━━ Listed entries
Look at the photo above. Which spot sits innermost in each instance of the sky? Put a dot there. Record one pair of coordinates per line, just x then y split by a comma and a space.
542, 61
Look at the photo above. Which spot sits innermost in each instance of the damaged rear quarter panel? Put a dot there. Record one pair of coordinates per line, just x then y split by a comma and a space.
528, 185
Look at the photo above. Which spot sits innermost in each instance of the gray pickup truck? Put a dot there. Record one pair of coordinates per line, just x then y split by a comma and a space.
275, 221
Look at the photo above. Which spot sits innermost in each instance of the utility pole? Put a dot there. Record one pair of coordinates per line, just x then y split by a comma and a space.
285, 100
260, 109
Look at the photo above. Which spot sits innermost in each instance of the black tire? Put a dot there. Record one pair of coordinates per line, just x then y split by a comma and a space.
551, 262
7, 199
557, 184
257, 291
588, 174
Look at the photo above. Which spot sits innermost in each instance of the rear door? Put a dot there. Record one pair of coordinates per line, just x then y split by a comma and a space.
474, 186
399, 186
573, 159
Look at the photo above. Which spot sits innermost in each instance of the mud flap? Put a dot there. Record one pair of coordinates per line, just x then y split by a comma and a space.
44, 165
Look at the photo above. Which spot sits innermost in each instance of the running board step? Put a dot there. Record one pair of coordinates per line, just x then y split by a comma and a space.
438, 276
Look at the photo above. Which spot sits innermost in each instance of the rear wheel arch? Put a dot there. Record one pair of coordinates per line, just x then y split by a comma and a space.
━━━━
━━ Listed entries
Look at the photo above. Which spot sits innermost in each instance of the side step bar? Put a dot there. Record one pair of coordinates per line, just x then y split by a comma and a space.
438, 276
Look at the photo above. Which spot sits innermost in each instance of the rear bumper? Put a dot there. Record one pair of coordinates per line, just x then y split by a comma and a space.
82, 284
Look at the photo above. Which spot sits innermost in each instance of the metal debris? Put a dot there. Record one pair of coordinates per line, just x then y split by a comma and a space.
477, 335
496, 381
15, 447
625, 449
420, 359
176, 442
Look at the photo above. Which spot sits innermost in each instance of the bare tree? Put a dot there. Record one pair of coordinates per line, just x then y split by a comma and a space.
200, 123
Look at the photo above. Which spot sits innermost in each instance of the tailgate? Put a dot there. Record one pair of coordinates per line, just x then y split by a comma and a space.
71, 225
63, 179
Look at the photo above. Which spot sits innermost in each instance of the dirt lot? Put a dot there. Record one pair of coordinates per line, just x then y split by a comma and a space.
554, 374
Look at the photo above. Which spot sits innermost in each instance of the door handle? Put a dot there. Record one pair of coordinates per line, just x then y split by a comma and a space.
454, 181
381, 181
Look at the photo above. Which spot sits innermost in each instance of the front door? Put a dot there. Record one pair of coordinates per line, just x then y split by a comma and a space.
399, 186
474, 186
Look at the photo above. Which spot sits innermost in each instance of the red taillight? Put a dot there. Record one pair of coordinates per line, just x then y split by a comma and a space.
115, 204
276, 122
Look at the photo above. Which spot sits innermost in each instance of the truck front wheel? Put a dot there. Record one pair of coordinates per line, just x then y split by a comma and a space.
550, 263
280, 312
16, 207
━━━━
Description of the task: Transcribe the records above from the line holding "of the running" down to the line holding "the rear wheel", inclusive, without adding anything.

Task solution:
Look at the photo above. Which spot sits innermost in each instance of the running board step? Put a dot there. Record one pair of coordinates per line, just x then y split by a comma and a space.
438, 276
Look at the photo above. Which spot sits innermost in each instance of the rear wheel arch? Put a dot there. Record one pair of coordinates per line, just x then y split by a comma and a space.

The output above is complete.